The Australian study is based on data from the “45 and Up Study,” described as the largest study of healthy aging in the Southern Hemisphere. The analysis is based on 243,096 men and women (mean age 62). After an average of six years of follow-up, the researchers counted up the number of deaths.
Out of 16,836 deaths in total (6.9 per cent of total), there were 80 deaths in vegetarians (5.3 per cent) and 16,756 deaths (6.9 per cent) in others (which includes pesco-vegetarians and semi-vegetarians.)
After controlling for numerous other factors, such a smoking, obesity and underlying diseases such as cancer, hypertension and heart disease, the researchers found no evidence that any of the variations of vegetarian diets had a protective effect on early death.
For the study’s purposes, complete vegetarian was defined as people who never eat red meat, any meat, fish, poultry, seafood, pork or ham. Vegans were included as vegetarians; the researchers didn’t tease out vegans, or lacto-ovo vegetarians, separately. They also didn’t look at differences in the food content of the vegetarian diets, beyond the absence of meat, or how long people had been vegetarian.
Still, according to the authors, earlier studies linking vegetarian diets with lower death rates have been criticized for not being representative of the general population, including several involving Seventh-day Adventists.
They say a possible explanation for their findings of a “null” association is that the traditional vegetarian diet has undergone “a transition in recent years,” with plant foods and whole grains being replaced by soybean substitutes, refined carbohydrates high in sugar, and “highly processed snack and fast foods which bring dietary risk factors more in line with the ‘normal’ diet.”
“It’s important to note that the news is not that bad for vegetarians — they basically have much healthier lifestyle behaviours than non-vegetarians,” said co-author Seema Mihrshahi, a senior research fellow at the University of Sydney. Vegetarians were less likely to smoke, drink excessively, or be overweight or obese. They were also less likely to report having heart disease or cancer at the start of the study.
The work appears in the journal Preventive Medicine.
Caulfield, of the U of Alberta, said a longer follow up is needed. However, he said other studies have come to similar conclusions.
Vegetarians undeniably tend to be more health-conscious, he said. “They’re probably thinking about what they’re eating more than the rest of us. And, probably most important, they’re eating more fruits and vegetables.” Diets high in fruits and vegetables have been linked to lower risks of heart disease and other illnesses.
“If being a vegetarian encourages you to eat better and it fits with your philosophy in life, that’s fantastic,” Caulfield said.
But he understands the bias. “It’s like that vegan joke — How can you tell someone’s a vegan? They’ll tell you.”
“It goes to sort of that cultural meaning of being a vegetarian that’s associated with a particular world view that some might find as being overly righteous, and being judgmental of your eating, particularly if they’re doing it for ideological reasons.”
He thinks that’s starting to erode, as vegetarianism becomes more “normalized.” According to a 2015 Vancouver Humane Society poll eight percent of Canadians identify as vegetarian or mostly vegetarian, and another 25 percent say they’re trying to eat less meat.
“The main thing is to find a healthy diet that you can maintain, forever,” Caulfield says. “That’s what’s going to have the biggest impact.”

■ ■ ■ ■

#### INSTRUCTIONS:
- A) In the vegetarian diet article, which journal published the Australian study?
- B) Restate the paragraph of the vegetarian diet article that begins "For the study's purposes" as a short bulleted list that keeps its main facts.
- C) Reproduce the vegetarian diet article word for word, starting with "After controlling for" and going on through "on early death.".
The data below comes from a different source.

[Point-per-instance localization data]
■ ■ ■ ■

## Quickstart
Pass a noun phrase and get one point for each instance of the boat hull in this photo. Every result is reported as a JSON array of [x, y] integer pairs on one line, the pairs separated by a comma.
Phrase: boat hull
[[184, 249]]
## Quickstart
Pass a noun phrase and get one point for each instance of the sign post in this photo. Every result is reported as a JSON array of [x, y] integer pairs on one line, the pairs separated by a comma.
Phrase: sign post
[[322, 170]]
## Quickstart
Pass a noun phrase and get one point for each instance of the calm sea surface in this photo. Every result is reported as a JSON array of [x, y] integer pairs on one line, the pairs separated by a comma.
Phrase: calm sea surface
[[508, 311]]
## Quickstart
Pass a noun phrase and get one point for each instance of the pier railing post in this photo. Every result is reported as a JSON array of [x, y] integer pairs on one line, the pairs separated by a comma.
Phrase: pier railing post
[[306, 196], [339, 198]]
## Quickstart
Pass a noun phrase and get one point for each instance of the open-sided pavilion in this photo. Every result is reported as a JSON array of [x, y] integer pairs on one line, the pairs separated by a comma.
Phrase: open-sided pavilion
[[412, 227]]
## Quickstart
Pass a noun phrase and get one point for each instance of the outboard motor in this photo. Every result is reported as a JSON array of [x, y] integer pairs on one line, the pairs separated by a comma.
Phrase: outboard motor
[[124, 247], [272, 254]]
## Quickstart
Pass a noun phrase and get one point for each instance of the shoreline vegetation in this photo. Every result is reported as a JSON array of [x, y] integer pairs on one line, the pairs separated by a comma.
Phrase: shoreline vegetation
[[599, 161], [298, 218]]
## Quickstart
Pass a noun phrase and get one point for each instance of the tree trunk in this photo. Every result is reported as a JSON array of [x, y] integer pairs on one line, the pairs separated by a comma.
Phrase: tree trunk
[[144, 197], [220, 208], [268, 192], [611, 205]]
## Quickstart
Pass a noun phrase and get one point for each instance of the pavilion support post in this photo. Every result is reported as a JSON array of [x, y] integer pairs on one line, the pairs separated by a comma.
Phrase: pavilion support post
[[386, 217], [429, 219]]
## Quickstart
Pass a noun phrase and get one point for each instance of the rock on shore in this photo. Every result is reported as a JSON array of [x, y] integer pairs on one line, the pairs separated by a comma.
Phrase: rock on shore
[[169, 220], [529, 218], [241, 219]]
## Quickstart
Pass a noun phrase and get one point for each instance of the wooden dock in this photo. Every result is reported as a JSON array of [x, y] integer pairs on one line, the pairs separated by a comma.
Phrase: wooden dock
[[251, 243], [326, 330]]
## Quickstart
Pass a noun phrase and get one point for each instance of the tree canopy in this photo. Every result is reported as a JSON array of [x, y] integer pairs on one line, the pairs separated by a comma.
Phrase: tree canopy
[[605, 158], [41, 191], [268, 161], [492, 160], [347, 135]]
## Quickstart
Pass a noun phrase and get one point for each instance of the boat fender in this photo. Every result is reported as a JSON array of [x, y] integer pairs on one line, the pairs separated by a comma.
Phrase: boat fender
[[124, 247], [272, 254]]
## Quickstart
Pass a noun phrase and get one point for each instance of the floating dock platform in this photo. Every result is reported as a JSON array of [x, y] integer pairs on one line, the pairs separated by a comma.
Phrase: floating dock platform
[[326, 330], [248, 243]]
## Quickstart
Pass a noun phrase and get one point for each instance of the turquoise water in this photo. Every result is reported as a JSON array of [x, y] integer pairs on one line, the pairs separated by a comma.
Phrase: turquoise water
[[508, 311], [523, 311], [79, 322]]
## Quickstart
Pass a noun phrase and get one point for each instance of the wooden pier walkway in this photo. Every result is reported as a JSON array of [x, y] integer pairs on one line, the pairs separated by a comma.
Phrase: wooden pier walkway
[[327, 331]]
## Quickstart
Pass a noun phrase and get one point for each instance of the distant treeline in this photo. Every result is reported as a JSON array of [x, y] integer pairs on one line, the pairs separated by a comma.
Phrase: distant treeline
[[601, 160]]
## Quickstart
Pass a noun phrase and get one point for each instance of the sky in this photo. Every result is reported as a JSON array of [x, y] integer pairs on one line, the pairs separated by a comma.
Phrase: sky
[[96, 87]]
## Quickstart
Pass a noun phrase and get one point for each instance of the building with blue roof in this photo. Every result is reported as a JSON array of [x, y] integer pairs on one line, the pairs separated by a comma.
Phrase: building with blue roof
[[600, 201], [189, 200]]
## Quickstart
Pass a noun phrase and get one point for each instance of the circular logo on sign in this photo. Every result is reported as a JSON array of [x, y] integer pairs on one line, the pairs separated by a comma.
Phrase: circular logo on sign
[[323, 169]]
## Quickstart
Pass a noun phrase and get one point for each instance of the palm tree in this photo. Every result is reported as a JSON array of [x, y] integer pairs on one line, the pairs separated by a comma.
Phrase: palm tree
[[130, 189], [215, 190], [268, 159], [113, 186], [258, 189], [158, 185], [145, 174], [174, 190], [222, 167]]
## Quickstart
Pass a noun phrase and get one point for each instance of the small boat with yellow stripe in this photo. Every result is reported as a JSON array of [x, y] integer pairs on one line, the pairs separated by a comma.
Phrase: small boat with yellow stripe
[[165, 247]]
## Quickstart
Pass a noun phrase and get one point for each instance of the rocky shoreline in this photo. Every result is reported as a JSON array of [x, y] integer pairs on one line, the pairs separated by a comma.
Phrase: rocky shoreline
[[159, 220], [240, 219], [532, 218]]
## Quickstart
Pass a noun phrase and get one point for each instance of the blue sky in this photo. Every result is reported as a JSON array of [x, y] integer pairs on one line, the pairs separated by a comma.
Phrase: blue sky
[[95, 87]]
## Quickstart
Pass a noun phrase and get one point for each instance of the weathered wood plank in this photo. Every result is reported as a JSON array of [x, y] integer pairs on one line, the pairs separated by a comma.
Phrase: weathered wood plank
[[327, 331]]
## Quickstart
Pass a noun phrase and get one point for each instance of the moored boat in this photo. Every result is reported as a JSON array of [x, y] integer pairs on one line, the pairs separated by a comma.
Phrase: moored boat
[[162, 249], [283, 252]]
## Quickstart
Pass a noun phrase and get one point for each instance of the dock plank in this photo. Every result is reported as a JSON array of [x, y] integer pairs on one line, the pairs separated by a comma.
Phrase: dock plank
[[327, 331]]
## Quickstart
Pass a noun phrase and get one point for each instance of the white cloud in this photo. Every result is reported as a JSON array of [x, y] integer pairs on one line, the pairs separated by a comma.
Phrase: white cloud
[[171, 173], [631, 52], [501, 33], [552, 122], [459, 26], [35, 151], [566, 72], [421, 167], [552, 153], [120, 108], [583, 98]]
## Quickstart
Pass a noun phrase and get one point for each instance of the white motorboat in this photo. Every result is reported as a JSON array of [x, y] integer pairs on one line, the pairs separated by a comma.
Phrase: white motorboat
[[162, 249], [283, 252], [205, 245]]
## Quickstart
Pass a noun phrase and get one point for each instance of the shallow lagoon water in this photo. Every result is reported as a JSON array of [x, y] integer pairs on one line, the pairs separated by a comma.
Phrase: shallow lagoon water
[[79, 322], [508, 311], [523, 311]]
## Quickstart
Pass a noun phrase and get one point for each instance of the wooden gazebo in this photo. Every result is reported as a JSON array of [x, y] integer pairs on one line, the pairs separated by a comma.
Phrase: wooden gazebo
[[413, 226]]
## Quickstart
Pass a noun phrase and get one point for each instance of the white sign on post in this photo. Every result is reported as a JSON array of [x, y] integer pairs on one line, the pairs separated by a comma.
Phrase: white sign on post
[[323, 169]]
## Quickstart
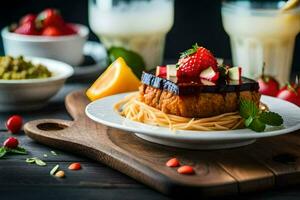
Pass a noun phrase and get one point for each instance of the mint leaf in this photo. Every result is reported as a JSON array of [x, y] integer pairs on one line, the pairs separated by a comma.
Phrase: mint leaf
[[2, 152], [17, 150], [248, 121], [248, 109], [257, 125], [271, 118], [36, 161]]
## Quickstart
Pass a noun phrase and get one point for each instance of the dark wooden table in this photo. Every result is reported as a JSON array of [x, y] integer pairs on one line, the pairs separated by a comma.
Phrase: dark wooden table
[[20, 180]]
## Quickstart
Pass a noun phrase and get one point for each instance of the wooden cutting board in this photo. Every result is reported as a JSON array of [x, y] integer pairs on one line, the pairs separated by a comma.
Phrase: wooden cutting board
[[268, 163]]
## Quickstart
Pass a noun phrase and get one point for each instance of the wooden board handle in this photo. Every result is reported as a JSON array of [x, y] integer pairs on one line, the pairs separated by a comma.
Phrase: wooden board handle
[[52, 128], [76, 103]]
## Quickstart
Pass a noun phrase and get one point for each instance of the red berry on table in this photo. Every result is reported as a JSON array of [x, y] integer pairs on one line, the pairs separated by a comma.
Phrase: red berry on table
[[52, 31], [27, 28], [290, 93], [49, 17], [193, 61], [74, 166], [28, 18], [11, 143], [173, 162], [14, 123], [186, 169]]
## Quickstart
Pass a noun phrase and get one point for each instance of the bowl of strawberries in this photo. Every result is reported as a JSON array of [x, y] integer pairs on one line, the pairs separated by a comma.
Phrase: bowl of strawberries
[[46, 35]]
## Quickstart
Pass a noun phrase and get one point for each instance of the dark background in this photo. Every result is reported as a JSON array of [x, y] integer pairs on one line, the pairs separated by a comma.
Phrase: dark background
[[195, 21]]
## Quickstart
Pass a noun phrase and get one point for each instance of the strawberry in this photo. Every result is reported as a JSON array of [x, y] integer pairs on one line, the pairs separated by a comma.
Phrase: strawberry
[[52, 31], [49, 17], [69, 29], [27, 28], [27, 18], [193, 61]]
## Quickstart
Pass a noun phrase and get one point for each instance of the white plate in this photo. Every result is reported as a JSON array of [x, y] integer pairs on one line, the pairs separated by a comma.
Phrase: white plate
[[102, 112]]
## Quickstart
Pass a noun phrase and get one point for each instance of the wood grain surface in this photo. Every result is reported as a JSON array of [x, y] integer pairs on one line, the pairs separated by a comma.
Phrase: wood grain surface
[[268, 163]]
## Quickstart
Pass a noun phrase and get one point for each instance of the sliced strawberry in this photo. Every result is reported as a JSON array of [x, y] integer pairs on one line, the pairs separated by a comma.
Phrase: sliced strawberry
[[27, 18], [161, 71], [209, 74], [27, 28], [69, 29], [52, 31], [235, 73], [49, 17], [207, 82], [193, 61]]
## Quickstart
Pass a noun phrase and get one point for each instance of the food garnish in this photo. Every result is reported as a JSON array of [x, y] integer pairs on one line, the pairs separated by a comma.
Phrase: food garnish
[[268, 85], [256, 119], [11, 146], [117, 78], [60, 174], [14, 123], [74, 166], [36, 160], [11, 143], [18, 68], [193, 61], [54, 170], [173, 162], [186, 169]]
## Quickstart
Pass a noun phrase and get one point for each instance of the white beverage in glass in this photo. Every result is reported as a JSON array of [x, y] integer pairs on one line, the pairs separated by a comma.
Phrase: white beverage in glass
[[137, 25], [260, 32]]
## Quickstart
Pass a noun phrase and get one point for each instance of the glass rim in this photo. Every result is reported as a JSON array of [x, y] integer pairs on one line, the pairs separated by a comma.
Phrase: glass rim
[[233, 6]]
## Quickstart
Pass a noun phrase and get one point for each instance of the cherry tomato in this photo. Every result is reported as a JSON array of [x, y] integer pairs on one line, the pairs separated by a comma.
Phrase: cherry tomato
[[290, 94], [14, 123], [11, 142]]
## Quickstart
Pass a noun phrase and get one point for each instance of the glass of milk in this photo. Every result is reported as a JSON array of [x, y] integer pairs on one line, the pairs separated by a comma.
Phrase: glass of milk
[[137, 25], [261, 33]]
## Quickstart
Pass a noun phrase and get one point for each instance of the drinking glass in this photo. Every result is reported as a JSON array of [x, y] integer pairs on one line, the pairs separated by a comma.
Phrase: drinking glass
[[137, 25], [261, 33]]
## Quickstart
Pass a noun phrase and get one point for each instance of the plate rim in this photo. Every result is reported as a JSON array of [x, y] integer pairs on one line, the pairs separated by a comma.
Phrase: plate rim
[[188, 135]]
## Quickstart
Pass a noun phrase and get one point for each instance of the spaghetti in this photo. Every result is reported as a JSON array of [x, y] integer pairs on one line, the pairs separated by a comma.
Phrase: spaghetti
[[133, 109]]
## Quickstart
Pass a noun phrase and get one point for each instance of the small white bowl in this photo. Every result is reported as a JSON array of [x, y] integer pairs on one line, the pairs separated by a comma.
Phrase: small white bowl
[[32, 94], [68, 49]]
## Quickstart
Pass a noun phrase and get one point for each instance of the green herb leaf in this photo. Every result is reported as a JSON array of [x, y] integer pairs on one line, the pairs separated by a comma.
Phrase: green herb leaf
[[54, 169], [248, 121], [271, 118], [17, 150], [189, 51], [2, 152], [36, 160], [257, 125], [248, 108], [40, 162]]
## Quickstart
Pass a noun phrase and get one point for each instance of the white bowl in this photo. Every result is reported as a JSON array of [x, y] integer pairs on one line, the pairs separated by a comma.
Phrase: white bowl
[[68, 49], [32, 94]]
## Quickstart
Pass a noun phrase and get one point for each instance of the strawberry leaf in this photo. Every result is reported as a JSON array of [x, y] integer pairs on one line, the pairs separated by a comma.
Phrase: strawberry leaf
[[189, 51]]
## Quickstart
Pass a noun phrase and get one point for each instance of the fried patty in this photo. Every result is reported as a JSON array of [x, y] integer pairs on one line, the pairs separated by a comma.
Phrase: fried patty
[[198, 105]]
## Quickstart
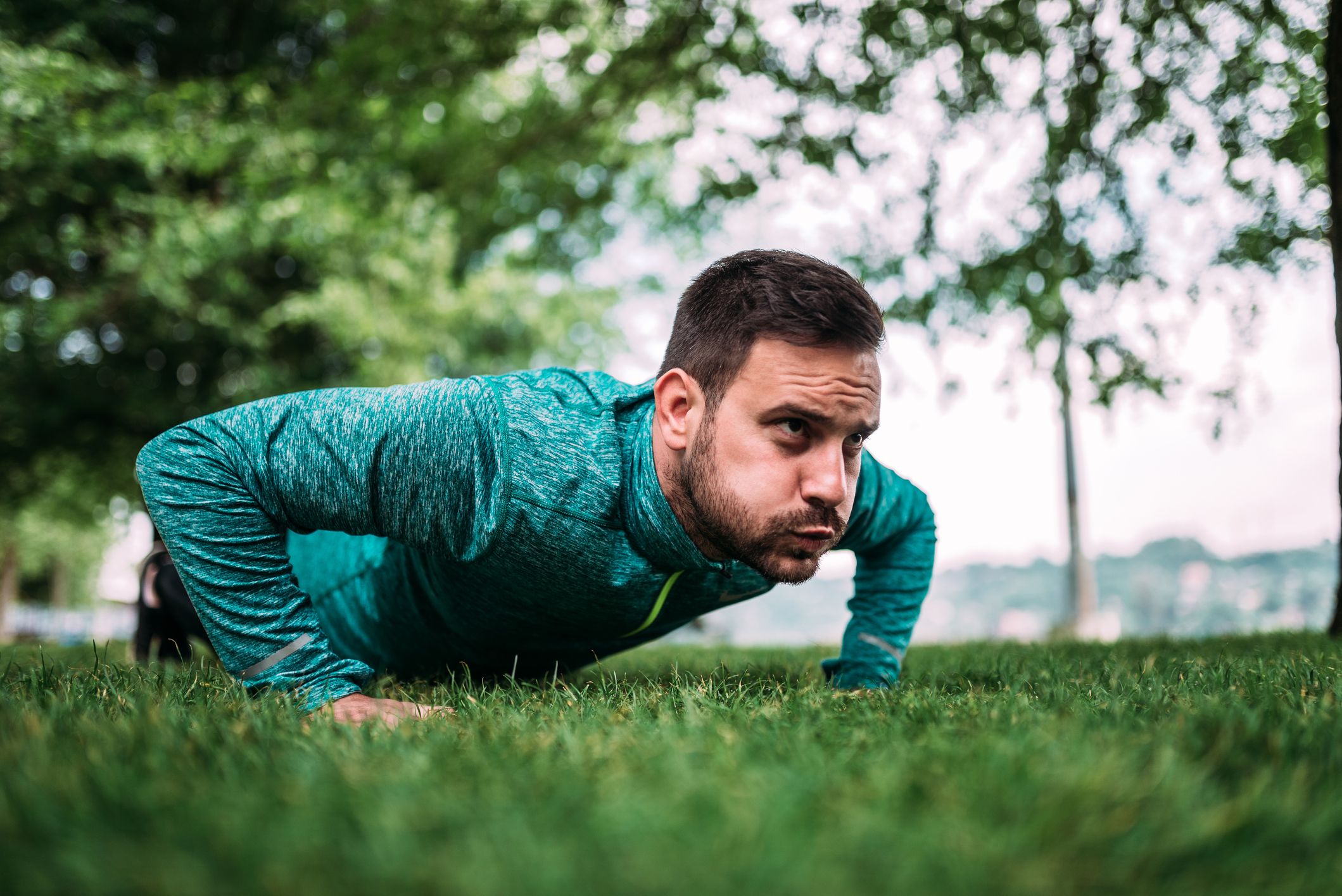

■ ■ ■ ■

#### ANSWERS IN ORDER:
- A) Preventive Medicine.

- B)
- Complete vegetarians were defined as people who never eat red meat, any meat, fish, poultry, seafood, pork or ham.
- Vegans were counted as vegetarians, and the researchers did not analyze vegans or lacto-ovo vegetarians separately.
- The researchers did not examine differences in the food content of vegetarian diets beyond the absence of meat.
- They also did not look at how long people had been vegetarian.

- C)
After controlling for numerous other factors, such a smoking, obesity and underlying diseases such as cancer, hypertension and heart disease, the researchers found no evidence that any of the variations of vegetarian diets had a protective effect on early death.